» **Makale**:
((
İkinci neden ise, CHP’li belediyelerin HDP’li belediyelere örnek olmasıydı. Soylu’ya göre, CHP’li belediyelerin önü kesilmediği takdirde HDP’li belediyeler de aynı yola başvurabilir, bağış toplayabilir ve topladıklarını da terör örgütüne kaynak olarak kullandırabilirdi. İçişleri Bakanı olarak görevi, bu tehlikeyi bertaraf etmekti ve onun yaptığı da buydu.

 

İktidarın dillendirdiği her iki argüman da son derece zayıf. HDP’den başlayalım; öncelikle HDP’nin çok sayıda belediyesine kayyım atandı. 31 Mart seçimlerinde 65 belediye kazandı. Bunların 6’sına mazbata verilmedi, 40’ına da kayyım atandı ve sonuçta HDP’nin elinde 65 belediyeden sadece 18’i kaldı. Fiilen HDP adına yardım toplayabilecek bir belediyenin ortada olmaması, bu gerekçeyi daha baştan anlamsız kılıyor. (https://artigercek.com/haberler/akp-secimle-alamadigini-kayyimla-gasp-etti-65-belediye-kazanan-hdp-nin-elinde-18-i-kaldi)

 

Mamafih asıl vurgulanması gereken bir başka husus var: HDP yasal bir siyasi parti ve Meclis’teki en büyük üçüncü gruba sahip. AK Parti, diğer partiler ve onların belediyeleri hangi hukuki yetkilerle teçhiz edilmişlerse, HDP ve belediyeleri için de aynısı geçerlidir. Kanun sınırlarında kaldıkları müddetçe vazifelerini yapar, hak ve yetkilerini kullanırlar. Lâkin kanun dışına çıkarlarsa, diğer parti ve belediyelere olduğu gibi onlara da yasalar tatbik edilir ve hukukun gereği neyse o yerine getirilir.
))
» **Görev malzemesi**:
((
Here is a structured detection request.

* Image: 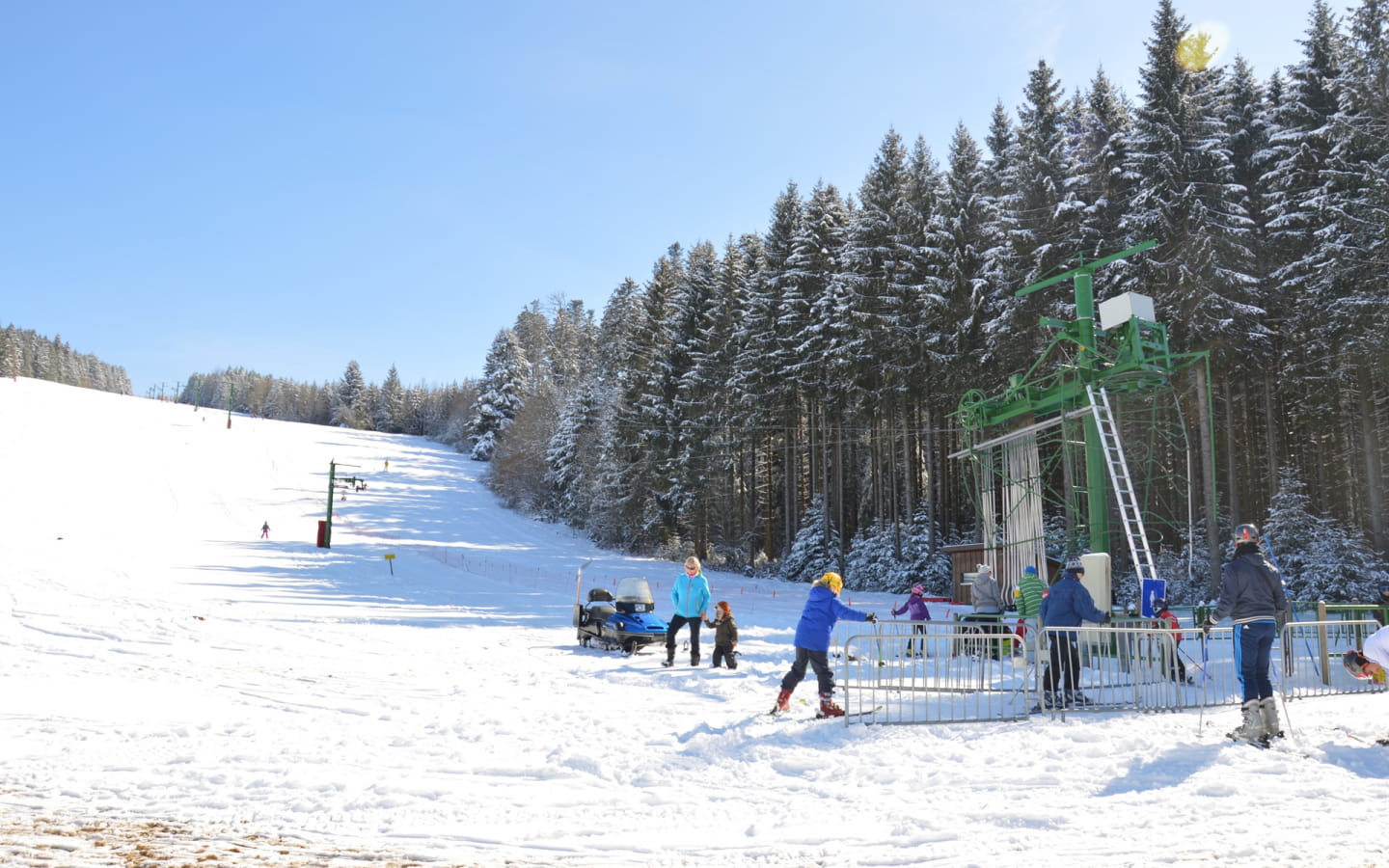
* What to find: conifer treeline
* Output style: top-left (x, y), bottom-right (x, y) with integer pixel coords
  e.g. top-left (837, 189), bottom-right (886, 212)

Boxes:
top-left (177, 361), bottom-right (477, 450)
top-left (470, 0), bottom-right (1389, 600)
top-left (0, 324), bottom-right (130, 394)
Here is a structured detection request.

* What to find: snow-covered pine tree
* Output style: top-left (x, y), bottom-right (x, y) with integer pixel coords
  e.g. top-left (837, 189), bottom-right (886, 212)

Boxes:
top-left (780, 495), bottom-right (847, 582)
top-left (332, 360), bottom-right (370, 428)
top-left (468, 329), bottom-right (531, 461)
top-left (1124, 0), bottom-right (1269, 366)
top-left (1264, 465), bottom-right (1389, 603)
top-left (1068, 69), bottom-right (1133, 254)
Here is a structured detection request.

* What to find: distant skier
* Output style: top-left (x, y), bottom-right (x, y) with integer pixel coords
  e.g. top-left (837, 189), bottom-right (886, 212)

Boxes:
top-left (1153, 597), bottom-right (1192, 685)
top-left (891, 584), bottom-right (931, 657)
top-left (704, 600), bottom-right (738, 669)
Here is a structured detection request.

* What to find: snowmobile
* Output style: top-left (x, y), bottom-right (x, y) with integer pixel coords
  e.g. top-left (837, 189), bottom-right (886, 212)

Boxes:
top-left (574, 568), bottom-right (666, 654)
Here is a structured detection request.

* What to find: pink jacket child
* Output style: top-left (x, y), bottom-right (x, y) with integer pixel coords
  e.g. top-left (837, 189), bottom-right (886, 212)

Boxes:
top-left (891, 584), bottom-right (931, 657)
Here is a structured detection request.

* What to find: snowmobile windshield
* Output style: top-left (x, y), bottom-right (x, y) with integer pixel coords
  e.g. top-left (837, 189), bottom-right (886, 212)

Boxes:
top-left (616, 578), bottom-right (656, 612)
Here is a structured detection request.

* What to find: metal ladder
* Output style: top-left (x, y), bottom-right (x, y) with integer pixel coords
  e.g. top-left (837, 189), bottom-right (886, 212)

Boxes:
top-left (1085, 385), bottom-right (1158, 593)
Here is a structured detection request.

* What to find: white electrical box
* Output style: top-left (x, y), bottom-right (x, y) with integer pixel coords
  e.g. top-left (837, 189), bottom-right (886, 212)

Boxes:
top-left (1100, 293), bottom-right (1158, 332)
top-left (1080, 552), bottom-right (1114, 612)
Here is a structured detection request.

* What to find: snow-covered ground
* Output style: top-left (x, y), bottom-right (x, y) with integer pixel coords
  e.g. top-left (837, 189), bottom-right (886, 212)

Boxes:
top-left (0, 379), bottom-right (1389, 868)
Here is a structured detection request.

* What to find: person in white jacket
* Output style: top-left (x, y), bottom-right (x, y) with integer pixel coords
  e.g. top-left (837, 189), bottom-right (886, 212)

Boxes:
top-left (969, 564), bottom-right (1003, 615)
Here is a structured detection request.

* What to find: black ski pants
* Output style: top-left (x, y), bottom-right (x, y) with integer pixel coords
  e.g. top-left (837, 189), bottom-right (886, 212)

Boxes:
top-left (782, 647), bottom-right (834, 695)
top-left (666, 615), bottom-right (703, 665)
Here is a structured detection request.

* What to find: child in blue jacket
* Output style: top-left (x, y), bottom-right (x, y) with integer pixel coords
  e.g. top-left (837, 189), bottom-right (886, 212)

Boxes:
top-left (773, 572), bottom-right (878, 717)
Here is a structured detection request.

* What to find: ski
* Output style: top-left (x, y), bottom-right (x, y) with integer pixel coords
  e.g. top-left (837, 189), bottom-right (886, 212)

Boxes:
top-left (815, 706), bottom-right (882, 720)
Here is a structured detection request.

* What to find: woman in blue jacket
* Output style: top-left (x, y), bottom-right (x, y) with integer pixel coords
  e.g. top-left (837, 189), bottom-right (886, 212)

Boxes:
top-left (1042, 558), bottom-right (1110, 708)
top-left (661, 556), bottom-right (710, 666)
top-left (773, 572), bottom-right (878, 717)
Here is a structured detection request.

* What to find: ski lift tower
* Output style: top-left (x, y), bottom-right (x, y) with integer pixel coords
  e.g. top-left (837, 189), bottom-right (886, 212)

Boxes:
top-left (950, 240), bottom-right (1206, 609)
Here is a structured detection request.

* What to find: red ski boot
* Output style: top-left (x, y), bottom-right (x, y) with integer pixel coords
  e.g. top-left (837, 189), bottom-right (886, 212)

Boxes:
top-left (815, 693), bottom-right (845, 717)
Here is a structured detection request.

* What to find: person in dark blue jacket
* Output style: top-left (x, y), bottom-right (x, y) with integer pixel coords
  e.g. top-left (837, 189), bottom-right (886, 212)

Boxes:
top-left (661, 555), bottom-right (710, 666)
top-left (1042, 558), bottom-right (1110, 708)
top-left (773, 572), bottom-right (878, 717)
top-left (1202, 525), bottom-right (1288, 745)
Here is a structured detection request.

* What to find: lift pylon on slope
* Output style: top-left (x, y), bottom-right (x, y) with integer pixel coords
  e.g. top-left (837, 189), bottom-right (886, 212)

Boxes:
top-left (951, 242), bottom-right (1206, 603)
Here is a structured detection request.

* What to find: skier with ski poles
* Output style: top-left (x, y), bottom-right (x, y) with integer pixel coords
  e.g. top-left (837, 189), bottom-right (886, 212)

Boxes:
top-left (1202, 525), bottom-right (1288, 746)
top-left (773, 572), bottom-right (878, 717)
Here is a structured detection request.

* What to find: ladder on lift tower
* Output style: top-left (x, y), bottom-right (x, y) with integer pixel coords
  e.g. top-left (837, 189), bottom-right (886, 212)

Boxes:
top-left (1085, 385), bottom-right (1158, 594)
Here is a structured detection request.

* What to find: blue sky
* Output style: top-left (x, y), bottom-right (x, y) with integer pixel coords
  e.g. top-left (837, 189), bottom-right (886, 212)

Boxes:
top-left (0, 0), bottom-right (1317, 394)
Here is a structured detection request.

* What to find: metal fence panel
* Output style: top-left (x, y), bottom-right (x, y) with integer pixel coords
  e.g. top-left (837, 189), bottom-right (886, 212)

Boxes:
top-left (839, 621), bottom-right (1386, 723)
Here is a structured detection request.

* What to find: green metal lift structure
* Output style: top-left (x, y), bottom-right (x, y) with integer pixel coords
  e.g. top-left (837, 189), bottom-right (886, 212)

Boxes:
top-left (951, 240), bottom-right (1209, 609)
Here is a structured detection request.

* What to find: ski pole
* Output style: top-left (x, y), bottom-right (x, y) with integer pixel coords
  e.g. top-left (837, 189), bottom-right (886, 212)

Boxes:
top-left (1193, 631), bottom-right (1212, 738)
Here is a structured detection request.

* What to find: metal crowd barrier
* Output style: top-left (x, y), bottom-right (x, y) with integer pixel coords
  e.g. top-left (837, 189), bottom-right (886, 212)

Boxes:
top-left (839, 619), bottom-right (1386, 723)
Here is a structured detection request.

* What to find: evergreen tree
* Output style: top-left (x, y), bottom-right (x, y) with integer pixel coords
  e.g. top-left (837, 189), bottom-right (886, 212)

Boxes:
top-left (332, 360), bottom-right (370, 428)
top-left (1124, 0), bottom-right (1268, 356)
top-left (1264, 467), bottom-right (1389, 603)
top-left (468, 329), bottom-right (531, 461)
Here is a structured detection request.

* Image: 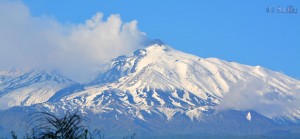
))
» **Yönergeler**:
a: Makaleye göre aşağıdaki soruları yanıtlayın:
(i) Soylu hangi bakanlık görevinde bulunuyordu?
(ii) 31 Mart seçimlerinde HDP kaç belediye kazandı?
(iii) HDP'nin Meclis'teki grubu kaçıncı büyüklükte?
b: Lütfen listenin ilk satırından "top-left (616, 578), bottom-right (656, 612)" ifadesini içeren satıra kadar, o satır da dahil olmak üzere, listedeki satırları aynen geri verin. Resimleri yanıta koymayın.

» **Çözümlü alıştırma**:
a:
(i) İçişleri Bakanı.
(ii) 65 belediye.
(iii) En büyük üçüncü grup.

b:
Here is a structured detection request.

* Image: 
* What to find: conifer treeline
* Output style: top-left (x, y), bottom-right (x, y) with integer pixel coords
  e.g. top-left (837, 189), bottom-right (886, 212)

Boxes:
top-left (177, 361), bottom-right (477, 450)
top-left (470, 0), bottom-right (1389, 600)
top-left (0, 324), bottom-right (130, 394)
Here is a structured detection request.

* What to find: snow-covered pine tree
* Output style: top-left (x, y), bottom-right (x, y) with integer pixel coords
  e.g. top-left (837, 189), bottom-right (886, 212)

Boxes:
top-left (780, 495), bottom-right (847, 582)
top-left (332, 360), bottom-right (370, 428)
top-left (468, 329), bottom-right (531, 461)
top-left (1124, 0), bottom-right (1269, 366)
top-left (1264, 465), bottom-right (1389, 603)
top-left (1068, 69), bottom-right (1133, 254)
Here is a structured detection request.

* What to find: distant skier
* Output style: top-left (x, y), bottom-right (x, y) with integer pixel coords
  e.g. top-left (837, 189), bottom-right (886, 212)

Boxes:
top-left (1153, 597), bottom-right (1192, 685)
top-left (891, 584), bottom-right (931, 657)
top-left (704, 600), bottom-right (738, 669)
Here is a structured detection request.

* What to find: snowmobile
* Output style: top-left (x, y), bottom-right (x, y) with integer pixel coords
  e.g. top-left (837, 189), bottom-right (886, 212)

Boxes:
top-left (574, 568), bottom-right (666, 654)
Here is a structured detection request.

* What to find: pink jacket child
* Output style: top-left (x, y), bottom-right (x, y) with integer pixel coords
  e.g. top-left (837, 189), bottom-right (886, 212)

Boxes:
top-left (891, 584), bottom-right (931, 657)
Here is a structured detection request.

* What to find: snowmobile windshield
* Output style: top-left (x, y), bottom-right (x, y) with integer pixel coords
  e.g. top-left (837, 189), bottom-right (886, 212)

Boxes:
top-left (616, 578), bottom-right (656, 612)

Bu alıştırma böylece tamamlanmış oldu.